Page text:
## begin

Jenna Marbles on Being You

Monday, July 5, 2010

K, sorry this is depressing for me and I know that no one wants to know but I need somewhere to vent, and since that's why I created this blog, I'm going to use it for just that purpose.

Ok, so my mum has this Omega watch that my dad gave her like, twenty years ago. He died nine years ago, and I'm still clinging to everything that is left of him. (Yeah, I know, probably stupid and childish). Anyway, the face-plate (just a tiny ring of enamel around the edge of the glass, nothing important to the function of the watch) fell off, and now her boyfriend's buying her a replacement, which is really sweet. The catch? They're six thousand dollars, and insurance is paying some for the breakage of the last watch. Sound all g? Not quite. In order for them to pay up, they want the old watch back, which is where I start to break down. I can't handle losing it. I have been holding out for that watch for years. Every time she got a new watch, I'd ask for the old one. I always saw that watch as mine. I'm an only child, and I will inherit everything one day. That watch was one of the things I was looking forward to having and treasuring the most, right next to my parents' engagement and wedding rings. I know that I need to let go, but the last memory I have of my dad (the only real memory that I have, since my parents split when I was two, and I can't really remember the time that I watched Beethoven [the dog movie] with him as I was four) was of him being bloated from the chemo with a massive scar on his head from his shunt operation. I need everything that I can hold on to because I'm not over this. I still think about my dad every day. I know that you don't care, but this is important to me, and I need this outlet. And I hope that if anyone else has a similar situation to me that they can leave a comment for me to make this easier for me.

## end

What to work on: List every possession that the blog post names as something the writer looks forward to having and treasuring.

[Entries drawn from a collection]
## begin

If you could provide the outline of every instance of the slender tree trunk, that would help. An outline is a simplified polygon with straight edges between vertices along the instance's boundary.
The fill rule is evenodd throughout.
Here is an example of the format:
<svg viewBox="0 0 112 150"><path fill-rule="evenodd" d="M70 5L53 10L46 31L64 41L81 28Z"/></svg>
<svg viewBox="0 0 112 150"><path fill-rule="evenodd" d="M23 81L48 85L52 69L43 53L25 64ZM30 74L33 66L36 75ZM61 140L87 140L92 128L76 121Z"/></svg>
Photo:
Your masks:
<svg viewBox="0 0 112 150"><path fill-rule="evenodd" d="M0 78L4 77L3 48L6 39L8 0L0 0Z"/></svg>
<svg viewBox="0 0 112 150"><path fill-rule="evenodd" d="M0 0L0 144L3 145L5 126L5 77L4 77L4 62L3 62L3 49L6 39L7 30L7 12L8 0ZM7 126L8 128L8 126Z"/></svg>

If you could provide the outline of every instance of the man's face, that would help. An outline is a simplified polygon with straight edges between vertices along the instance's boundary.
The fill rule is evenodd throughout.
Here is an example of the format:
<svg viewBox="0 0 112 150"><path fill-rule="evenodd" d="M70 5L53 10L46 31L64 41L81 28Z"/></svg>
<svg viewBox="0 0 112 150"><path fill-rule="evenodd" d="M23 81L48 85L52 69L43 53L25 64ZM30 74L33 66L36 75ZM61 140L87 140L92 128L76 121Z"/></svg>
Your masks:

## end

Task solution:
- The Omega watch that the writer's dad gave the writer's mum
- The writer's parents' engagement rings
- The writer's parents' wedding rings